EXTRACT TO READ:
Fascism supports a socially united, collective national society and opposes socially divided class-based societies (including liberal bourgeois society and Marxian proletarian society) and socially-divided individualist-based society. Fascists claim it is a trans-class movement, advocating resolution to domestic class conflicts within a nation to secure national solidarity. While fascism opposes domestic class conflict, it favours a proletarian national culture and claims its goal of nationalizing society levels and social classes and emancipates the nation's proletariat. While viewing domestic class conflict within a nation as unnecessary and resolvable, fascism believes that bourgeois-proletarian conflict primarily exists in national conflicts between proletarian nations versus bourgeois nations; fascism declares support for the victory of proletarian nations. It is opposed to many ideologies, including conservatism, liberalism, and two major forms of socialism: communism and social democracy. It opposes a variety of economic, political and social systems, it is opposed to democracy, parliamentary systems, in most cases has an inherently anti-clerical background with some exceptions, and holds a distinctive opposition to capitalism. It rejects egalitarianism, materialism, and rationalism in favour of action, discipline, hierarchy, spirit and will. 

Fascists advocate: a state-directed, regulated economy that is dedicated to the nation; the use and primacy of regulated private property and private enterprise contingent upon service to the nation or state; the use of state enterprise where private enterprise is failing or is inefficient; and autarky. They are hostile to finance capitalism, plutocracy, and internationalist economics.

GOALS:
- A) According to the passage on fascism, why do fascists advocate resolving class conflicts within a nation? Answer in one to three sentences.
- B) Please reproduce the passage on fascism word for word, starting with "Fascists advocate: a" and going on through "plutocracy, and internationalist economics.".
The material that comes next is separate from the passage on fascism.

DATASET CONTENT:
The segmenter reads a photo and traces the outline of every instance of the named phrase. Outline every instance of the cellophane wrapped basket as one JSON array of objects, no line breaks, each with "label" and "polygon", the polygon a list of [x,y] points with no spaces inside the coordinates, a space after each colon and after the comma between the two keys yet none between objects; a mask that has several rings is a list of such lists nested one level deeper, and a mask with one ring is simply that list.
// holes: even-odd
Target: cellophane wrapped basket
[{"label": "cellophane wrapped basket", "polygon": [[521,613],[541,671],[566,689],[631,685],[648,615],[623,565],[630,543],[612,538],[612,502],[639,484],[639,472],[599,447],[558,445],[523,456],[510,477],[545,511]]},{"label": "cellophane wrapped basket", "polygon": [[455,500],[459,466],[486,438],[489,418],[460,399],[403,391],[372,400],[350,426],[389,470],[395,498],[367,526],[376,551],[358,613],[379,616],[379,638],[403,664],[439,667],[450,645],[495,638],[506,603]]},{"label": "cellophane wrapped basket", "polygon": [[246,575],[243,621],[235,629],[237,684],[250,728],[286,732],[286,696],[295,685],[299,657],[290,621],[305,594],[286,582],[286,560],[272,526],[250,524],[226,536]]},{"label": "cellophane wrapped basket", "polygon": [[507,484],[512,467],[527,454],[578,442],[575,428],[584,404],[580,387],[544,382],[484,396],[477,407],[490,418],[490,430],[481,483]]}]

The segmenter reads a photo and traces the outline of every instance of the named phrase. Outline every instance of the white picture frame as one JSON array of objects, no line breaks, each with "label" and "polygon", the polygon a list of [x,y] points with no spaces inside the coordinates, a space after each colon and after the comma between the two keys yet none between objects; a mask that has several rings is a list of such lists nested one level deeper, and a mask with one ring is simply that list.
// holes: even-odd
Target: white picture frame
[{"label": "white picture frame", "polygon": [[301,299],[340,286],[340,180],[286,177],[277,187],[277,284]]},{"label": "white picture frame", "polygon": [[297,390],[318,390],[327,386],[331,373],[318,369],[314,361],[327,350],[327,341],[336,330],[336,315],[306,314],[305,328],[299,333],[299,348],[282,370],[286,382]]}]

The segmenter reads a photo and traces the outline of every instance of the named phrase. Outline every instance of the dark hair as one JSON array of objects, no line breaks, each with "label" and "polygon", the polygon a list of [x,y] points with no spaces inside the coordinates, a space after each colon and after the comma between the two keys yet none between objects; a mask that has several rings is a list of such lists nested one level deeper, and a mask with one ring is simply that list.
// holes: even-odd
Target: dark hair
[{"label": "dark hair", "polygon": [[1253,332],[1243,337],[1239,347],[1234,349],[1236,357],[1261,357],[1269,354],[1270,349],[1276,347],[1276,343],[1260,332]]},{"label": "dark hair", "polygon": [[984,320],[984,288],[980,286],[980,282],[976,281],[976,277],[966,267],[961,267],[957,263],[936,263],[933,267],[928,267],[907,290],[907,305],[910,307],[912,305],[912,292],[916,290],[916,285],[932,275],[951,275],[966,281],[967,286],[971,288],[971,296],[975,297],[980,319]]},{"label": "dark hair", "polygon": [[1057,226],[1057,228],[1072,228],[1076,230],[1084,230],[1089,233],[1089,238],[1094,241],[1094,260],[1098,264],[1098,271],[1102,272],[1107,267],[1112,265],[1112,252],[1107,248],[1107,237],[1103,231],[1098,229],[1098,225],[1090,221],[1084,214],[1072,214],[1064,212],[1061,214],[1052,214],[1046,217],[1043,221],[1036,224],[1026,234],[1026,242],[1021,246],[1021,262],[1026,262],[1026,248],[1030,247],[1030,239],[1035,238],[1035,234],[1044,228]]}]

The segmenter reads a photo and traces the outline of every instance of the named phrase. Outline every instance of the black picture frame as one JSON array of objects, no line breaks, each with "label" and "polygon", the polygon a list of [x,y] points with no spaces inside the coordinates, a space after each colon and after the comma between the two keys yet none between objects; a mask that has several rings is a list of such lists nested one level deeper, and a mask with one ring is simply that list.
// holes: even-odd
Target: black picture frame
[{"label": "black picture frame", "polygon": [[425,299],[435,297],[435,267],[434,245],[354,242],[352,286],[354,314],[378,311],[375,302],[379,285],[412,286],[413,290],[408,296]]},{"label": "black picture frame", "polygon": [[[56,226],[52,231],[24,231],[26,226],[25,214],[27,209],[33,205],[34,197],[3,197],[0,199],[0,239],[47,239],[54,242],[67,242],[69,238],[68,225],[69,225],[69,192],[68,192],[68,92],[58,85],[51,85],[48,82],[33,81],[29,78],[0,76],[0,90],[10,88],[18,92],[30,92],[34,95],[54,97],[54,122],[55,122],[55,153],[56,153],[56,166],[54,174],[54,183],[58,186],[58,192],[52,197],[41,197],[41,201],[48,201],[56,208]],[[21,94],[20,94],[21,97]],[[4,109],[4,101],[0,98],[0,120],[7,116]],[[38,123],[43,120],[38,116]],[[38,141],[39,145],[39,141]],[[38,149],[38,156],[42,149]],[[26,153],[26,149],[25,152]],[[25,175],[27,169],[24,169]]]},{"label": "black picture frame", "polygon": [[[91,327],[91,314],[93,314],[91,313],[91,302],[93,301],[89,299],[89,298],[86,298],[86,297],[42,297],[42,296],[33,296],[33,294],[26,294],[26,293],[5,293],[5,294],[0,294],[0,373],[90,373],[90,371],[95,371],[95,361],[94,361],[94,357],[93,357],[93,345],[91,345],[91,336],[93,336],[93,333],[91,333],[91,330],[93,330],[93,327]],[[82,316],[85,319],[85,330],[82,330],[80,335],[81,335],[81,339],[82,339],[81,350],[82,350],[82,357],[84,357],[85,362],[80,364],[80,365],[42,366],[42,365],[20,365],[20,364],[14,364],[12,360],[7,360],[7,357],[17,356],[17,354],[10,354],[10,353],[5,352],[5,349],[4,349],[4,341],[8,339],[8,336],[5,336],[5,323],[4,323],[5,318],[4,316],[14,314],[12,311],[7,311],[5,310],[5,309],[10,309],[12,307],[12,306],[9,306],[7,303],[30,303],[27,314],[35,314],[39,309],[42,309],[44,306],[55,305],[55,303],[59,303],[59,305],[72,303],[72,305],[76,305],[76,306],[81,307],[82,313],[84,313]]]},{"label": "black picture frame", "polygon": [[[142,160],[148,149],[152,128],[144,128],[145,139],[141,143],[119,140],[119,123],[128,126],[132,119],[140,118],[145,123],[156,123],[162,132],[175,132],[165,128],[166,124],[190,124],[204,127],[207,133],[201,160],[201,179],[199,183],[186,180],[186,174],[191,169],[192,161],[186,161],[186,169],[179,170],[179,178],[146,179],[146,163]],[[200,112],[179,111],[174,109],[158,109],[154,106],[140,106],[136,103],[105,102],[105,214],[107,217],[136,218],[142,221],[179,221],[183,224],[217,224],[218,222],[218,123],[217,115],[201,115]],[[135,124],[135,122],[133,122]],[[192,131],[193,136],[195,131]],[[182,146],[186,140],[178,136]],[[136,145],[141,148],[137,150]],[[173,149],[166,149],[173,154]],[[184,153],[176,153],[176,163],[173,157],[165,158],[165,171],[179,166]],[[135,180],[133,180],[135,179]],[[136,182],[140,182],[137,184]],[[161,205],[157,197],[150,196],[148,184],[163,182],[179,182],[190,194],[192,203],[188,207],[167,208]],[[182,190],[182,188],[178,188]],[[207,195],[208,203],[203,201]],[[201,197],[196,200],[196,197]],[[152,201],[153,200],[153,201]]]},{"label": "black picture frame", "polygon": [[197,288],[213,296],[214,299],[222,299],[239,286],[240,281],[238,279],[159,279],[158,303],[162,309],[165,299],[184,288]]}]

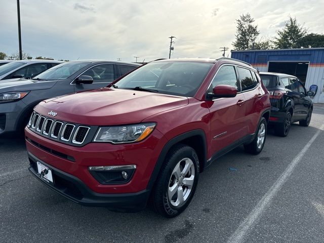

SOLUTIONS TO THE TASKS:
- A) Fascists advocate resolving domestic class conflicts within a nation to secure national solidarity. This goes with their claim that fascism is a trans-class movement.

- B)
Fascists advocate: a state-directed, regulated economy that is dedicated to the nation; the use and primacy of regulated private property and private enterprise contingent upon service to the nation or state; the use of state enterprise where private enterprise is failing or is inefficient; and autarky. They are hostile to finance capitalism, plutocracy, and internationalist economics.